● Requirement 1:
Say whether each statement agrees with the Montrezl Harrell scouting text below. Answer yes or no, and quote the deciding words of the text.
(a) Harrell stands 6'8.
(b) Harrell is called a finished product on offense.
(c) Harrell's mid-range jumper is said to have potential.
● Requirement 2:
Using the Montrezl Harrell scouting text below, answer each question briefly.
(a) Who is named as the Louisville head coach?
(b) What is Harrell's ESPN ranking?
(c) After which day of tryouts did Harrell give his thoughts?
● Requirement 3:
Continue the Montrezl Harrell scouting text below from its last sentence.

● Excerpted text:

Recent Louisville commit Montrezl Harrell has shined consistently through the first two days of practices, showing a terrific combination of length, athleticism and intensity which has allowed him to be a consistent force attacking the rim with ferocity, often finsihing in highlight reel fashion. Seemingly wanting the ball just a little more than some of the other big men prospects here, he's made his presence felt on the offensive glass every time he's stepped on the floor, and has also done a good job contesting shots inside the paint on the defensive end as well.
Nowhere near a finished product on either end of the floor, Harrell clearly lacks much in the ways of experience and polish, but has shown intriguing flashes in a number of key areas. His mid-range jumper has potential, while he's also been able to beat opposing big men off the bounce in small doses, sometimes utilizing nifty shot-fakes. With that said, he'll need to improve his fundamentals on defense before he's able to earn the full trust of Louisville head coach Rick Pitino, and also would be well served to improve his off-hand and overall ability to score with his back to the basket.
Still, it's difficult not to feel like Harrell is a significantly better prospect than he was billed as coming into this event, and it will be very interesting to follow his progress this upcoming season.
We spoke with Harrell after the first day of tryouts and got his thoughts on his future and what it means for him to wear a USA jersey:
One of the most physically mature players we saw this weekend, Montrezl Harrell (#99 ESPN, #68 Scout, #86 Rivals) had a very strong showing in his two games here, and appears as if he could have an instant impact in Blacksburg next year.
Standing 6'8 with excellent length, an outstanding frame, and a very high level of strength, Montrezl Harrell is a very good athlete who plays a game well suited to his physical traits, being a bruiser around the basket and constantly looking to power up for strong finishes at the rim.
Harrell is still coming along from a skills perspective, but where he excels most at this stage is using his high motor and great frame to consistently carve out space around the basket, getting open for finishes in a variety of ways. He's an especially potent threat on cuts and alley-oops in the halfcourt, elevating well off the floor and showing no problems finishing through contact. Harrell made a number of enthusiastic dunks over the course of the weekend made some timely plays for his team as well, being a key cog in what they did on offense.

● Entries provided:
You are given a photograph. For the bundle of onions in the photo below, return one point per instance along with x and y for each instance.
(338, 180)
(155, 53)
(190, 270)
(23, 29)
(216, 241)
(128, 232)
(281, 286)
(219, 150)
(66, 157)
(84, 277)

● Answer 1:
(a) Yes: "Standing 6'8 with excellent length"
(b) No: "Nowhere near a finished product on either end of the floor"
(c) Yes: "His mid-range jumper has potential"

● Answer 2:
(a) Rick Pitino
(b) #99
(c) The first day

● Answer 3:
In terms of his more refined skills, Harrell is limited both in the post and on the perimeter, but has some tools to work with. He has the makings of a nice power game in the post with a strong drop-step and nice ability to explode off it for dunks, but the rest of his game is pretty lacking after that. He tried some hook shots with little success, and really lacks much in terms of a finesse game at this point, being raw overall.
Harrell doesn't show much more in terms of perimeter skills, not showing much evidence of a mid-range game, while adding a spot-up jumper to his repertoire to become a floor spacing and pick-and-pop threat should definitely be among his long-term priorities.
Harrell's biggest question mark at this stage, however, is how committed he'll be on the other end of the court, as he was largely a mixed bag on the defensive end here. While Harrell does a good job using his tools on the glass, boxing out and pursuing well, he is fairly inattentive with both his man-to-man and team defense, often not putting in the effort to move laterally in isolation or step up in the lane for help-side blocks. For the type of player he is with the tools he has, showing improvements here will likely be critical to his long-term success in college and beyond.